___ Excerpted text

Rated R. 96 minutes (1 hour 36 minutes). Language. Lots of violence and explosions but that’s fun – not worth rating an R.
Law Abiding Citizen (2009)
Jamie Foxx and Gerard Butler (300′s King Leonidis) are in tonight’s Law Abiding Citizen. Clyde Shelton (Butler) has his wife and daughter killed during a home invasion by two men. They are caught and are in the justice system when Nick Rice (Foxx) cuts them a deal. One of the two guys agrees to cooperate and testify against the other one in exchange for just a prison sentence. The guy who cooperates was actually the one doing the killing. (But, because of the felony murder rule, the other guy was just as guilty as if he had killed them). Shelton is upset that they were not prosecuted and that DNA was tossed on technicalities, etc. So, he quietly waits his time and begins setting up his plan for revenge. He finds and catches the guy who did the actual murder in a very slick way – and proceeds to do a real number on him – they tell you what, but you don’t see much of it, if any. Soon, he’s arrested for the murder and while in prison more people associated with his wife’s death are killed. Who’s doing it? Why? Will Clyde Shelton be found guilty?
This movie asks a lot of interesting questions of you. About justice and whether our justice system is not functioning well. It makes you think about vigilantism, and what really is right. Is it just what meets the letter of the law, is it what lets you sleep at night. It does expose a lot of what is wrong with the justice system and legal field, but how is it that we are to change it to make it better?
This movie was rather good. It kept my interest the entire time very well. And up until nearly the end did it become apparent what was going on. I can’t say that it was entirely satisfying as a film, but good and entertaining. Worth the evening. If you like drama/thrillers, you should enjoy this.
Rated R. 108 minutes (1 hour 48 minutes). Language and violence.
Whiteout (2009)
Nothing was scheduled to be at the house from Netflix today so I made a stop at Blockbuster. I like having a Blockbuster handy, it’s nice to be able to go in and browse the movies and make a choice and bring it home right away. I hope they can stay in business, we need them.
Anyway, off the soap box, I looked through the aisles and settled on a fairly new release called Whiteout with Kate Beckinsale, Tom Skerritt, and Gabriel Macht. It’s based on an “acclaimed graphic novel” also not a bad sign. It’s about an outpost in the antarctic where a murderer is loose.
The scenes of ice and snow were great, it did look cold and frozen. The broken cup freezing quickly in -65F was neat! (FYI, this was filmed in Canada in May and June). There are some gruesome parts as well.
Ok. That’s about all the good things I can say about this. It wasn’t very tense. The plot wasn’t so hot (no pun intended) and it just wasn’t very fun. So much for a Friday night. I see the reviews on this on Netflix now, and Rotten Tomatoes, where it only got a 7%! Next time I need to read more reviews…! I almost got Tell Tale, wishing now I maybe did. Tomorrow will be here soon – and it surely has to hold a better one!
PS – It isn’t a horrid movie, it is ok, it just isn’t really memorable enough to have much to say about it or recommend it very highly. You could do worse. At last the guys in the mid-Atlantic tonight could go outside and see their own whiteout…
Rated R. 101 minutes (1 hour 41 minutes). Violence, male nudity and tempting Kate almost nudity – shucks!

______
___ Source information

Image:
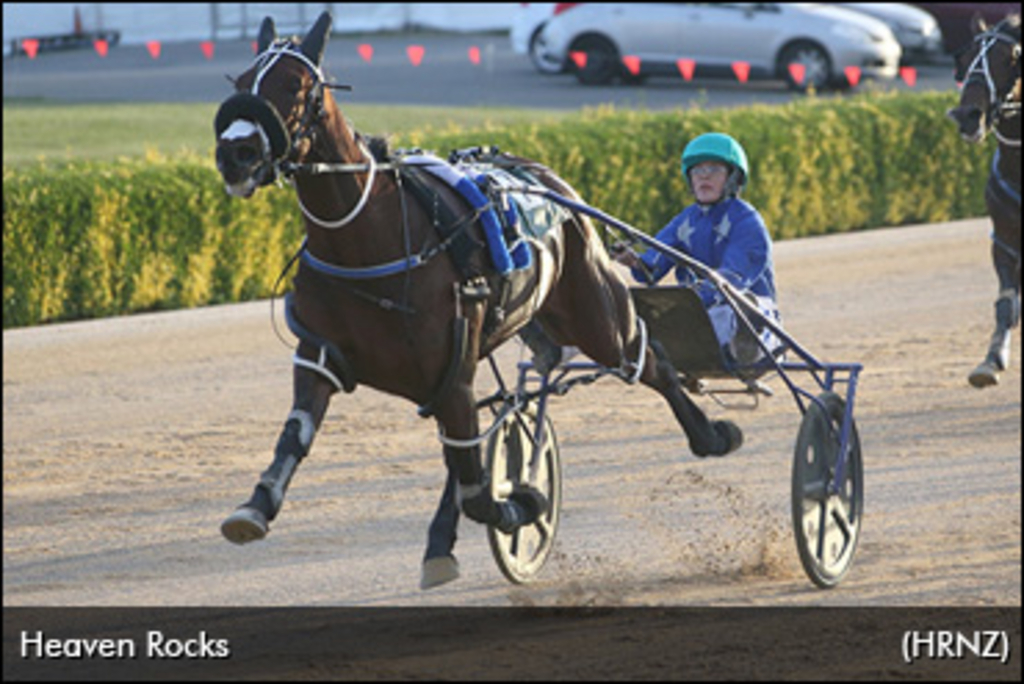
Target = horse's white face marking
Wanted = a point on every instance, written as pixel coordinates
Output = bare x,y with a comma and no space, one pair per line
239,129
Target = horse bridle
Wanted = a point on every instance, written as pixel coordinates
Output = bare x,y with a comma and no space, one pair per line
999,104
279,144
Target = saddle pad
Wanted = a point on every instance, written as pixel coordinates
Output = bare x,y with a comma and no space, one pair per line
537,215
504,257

______

**Work request 1:**
In the movie reviews, rewrite the passage beginning at the words "Nothing was scheduled" and ending after "murderer is loose.", substituting "soapbox" for "soap box".
**Work request 2:**
Translate this sentence from the movie reviews into Spanish: "I hope they can stay in business, we need them."
The data come from a source unrelated to the movie reviews.

**Answer area 1:**
Nothing was scheduled to be at the house from Netflix today so I made a stop at Blockbuster. I like having a Blockbuster handy, it’s nice to be able to go in and browse the movies and make a choice and bring it home right away. I hope they can stay in business, we need them.
Anyway, off the soapbox, I looked through the aisles and settled on a fairly new release called Whiteout with Kate Beckinsale, Tom Skerritt, and Gabriel Macht. It’s based on an “acclaimed graphic novel” also not a bad sign. It’s about an outpost in the antarctic where a murderer is loose.

**Answer area 2:**
Espero que puedan seguir en el negocio; los necesitamos.